> _Text extract_:

---

Newspaper publishing

  • Real GDP in South Africa is forecast to grow by an average of 3.8% per annum over the next five years, boosting consumer spend and job creation in the country and providing encouragement for investments in new advertising campaigns. Urbanisation in South Africa continues to rise by over a million people per year and this will boost the newspaper market.
  • South Africa's newspaper industry is buoyant and diverse. Advertising revenue will grow from R7.5 billion in 2012 to an estimated R10.1 billion in 2017, a CAGR of 6.2%. Circulation revenues are forecast to grow modestly, at a CAGR of 2.2%, but the whole market will be boosted by spend on advertising, as newspapers attract new untapped audiences.
  • Readership of daily newspapers remains constant with 31% of the population aged above 15 reading a daily newspaper in December 2012. Print circulation revenues are forecast to recover from a 2% drop in 2011 to reach R2.7 billion in 2017.
  • Total circulation spending is expected to recover fully from the effects of the recession in 2009 reaching R2.7 billion in 2014, which is approximately the same level of revenue achieved in 2008.
  • Digital circulation revenues are forecast to grow from R13 million to reach R215 million in 2017. But contrary to markets with higher broadband penetration, the majority of South Africa's newspaper readers still prefer print over digital news content.
  • Print advertising revenues in South Africa will reach approximately R9.6 billion in 2017, while digital advertising is forecast to grow by a 27% CAGR to reach R506 million in 2017. In due course publishers will need to adjust their business models towards digital subscriptions, but digital's share of circulation revenues will remain small, reaching only 7% in 2017.
  • After declining revenues from 2008 until 2012, the Nigerian newspaper market is forecast to stabilise at R1.9 billion (US$236 million). Revenues for circulation and advertising are moving in opposite directions with circulation forecast to see average annual growth of 2.5% while advertising revenues will decline by an average of 4.3% per annum.
  • Kenya's newspaper sector is resilient and set to expand. Its advertising revenue has grown from R336 million (US$41 million) in 2008 to R1.1 billion (US$136 million) in 2012 and will continue growing to reach R1.5 billion (US$184 million) in 2017, a CAGR of 6.2%. Circulation revenues will also grow, but at a slower rate at a CAGR of 3.6%.

Consumer and educational book publishing

  • The educational and consumer books market in South Africa has declined in recent years, falling from R4.1 billion in 2008 to R3.6 billion in 2012. However, with a rise in the sale of consumer books – their share of the South African books market is forecast to increase from 39% in 2012 to 43% in 2017 – revenues for the market are forecast to stabilise, rising slightly to reach R3.7 billion in 2017, at a CAGR of 0.4%.
  • A decline in spending on educational books, from R2.8 billion in 2008 to R2.2 billion in 2012, has affected the South African book market as a whole, but spend on consumer books has been rising since 2011 and is forecast to reach R1.6 billion in 2017, up from R1.4 billion in 2012, at a CAGR of 2.5%.
  • Spending on educational books remained flat at R2.2 billion in 2012 and is forecast to continue falling over the next five years to R2.1 billion in 2017, at a CAGR of -1.1%.

---

> _Supplied information_:
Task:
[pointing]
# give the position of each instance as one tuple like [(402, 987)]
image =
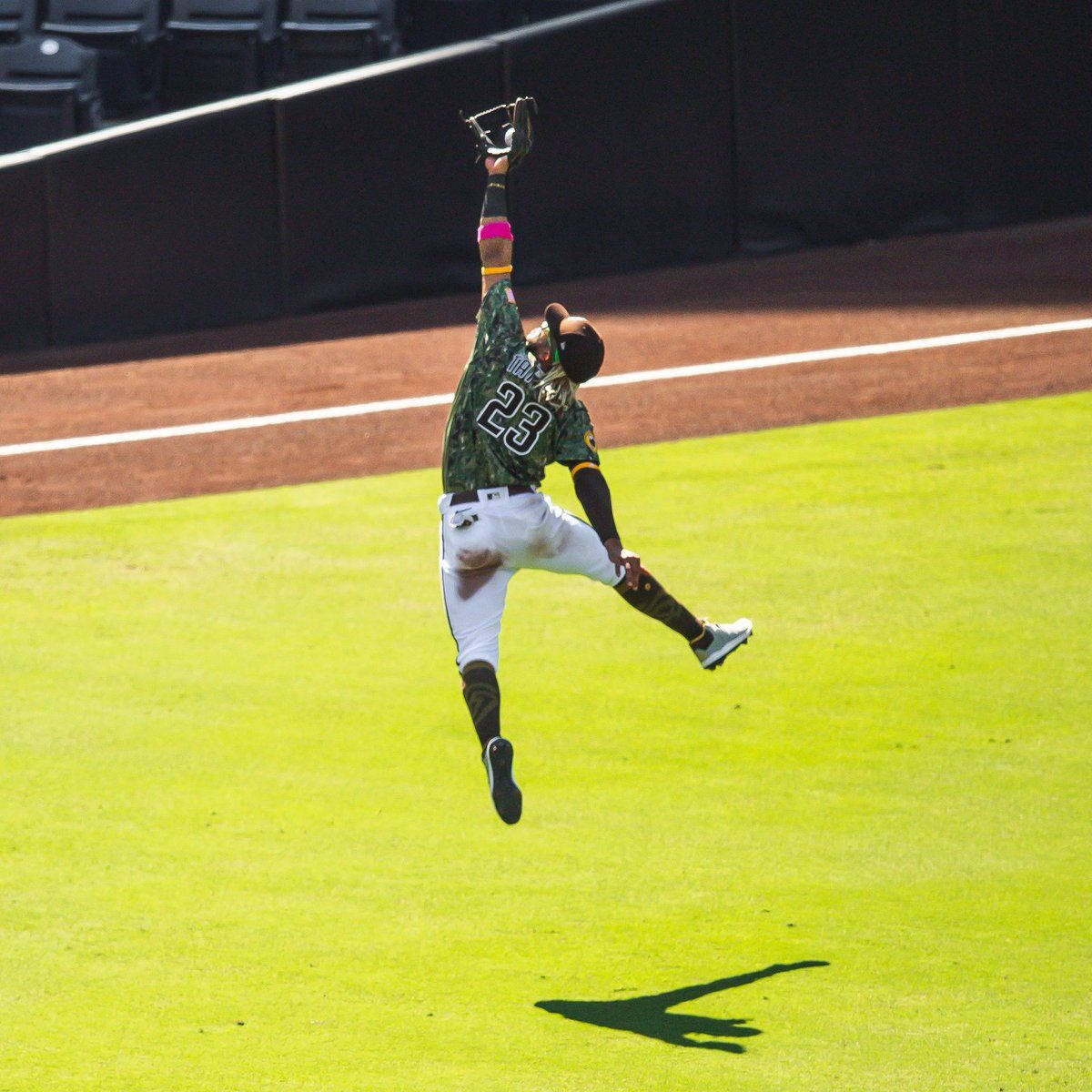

---

Carry on the publishing market outlook from the point where it stops. The listing has nothing to do with the publishing market outlook.

> _Exercise result_:
  • New players are invigorating the e-book market. Apple is entering the educational e-book market and its service is expected to launch in 2014. The Core Group, official Apple distributer in South Africa, launched the first educational e-book store in South Africa in February 2013, with 600 titles aimed at servicing the 180 schools in South Africa that are already using iPads in their classrooms.
  • The consumer book market in South Africa continues to face a number of limitations. South Africa's population of almost 53 million people does not have uniform access to consumer books. According to the South African Booksellers Association, there are only about 1 600 bookshops and only one-third of these are in rural areas, which, coupled with the lack of broadband connections, means that reading books is a minority pastime in the country.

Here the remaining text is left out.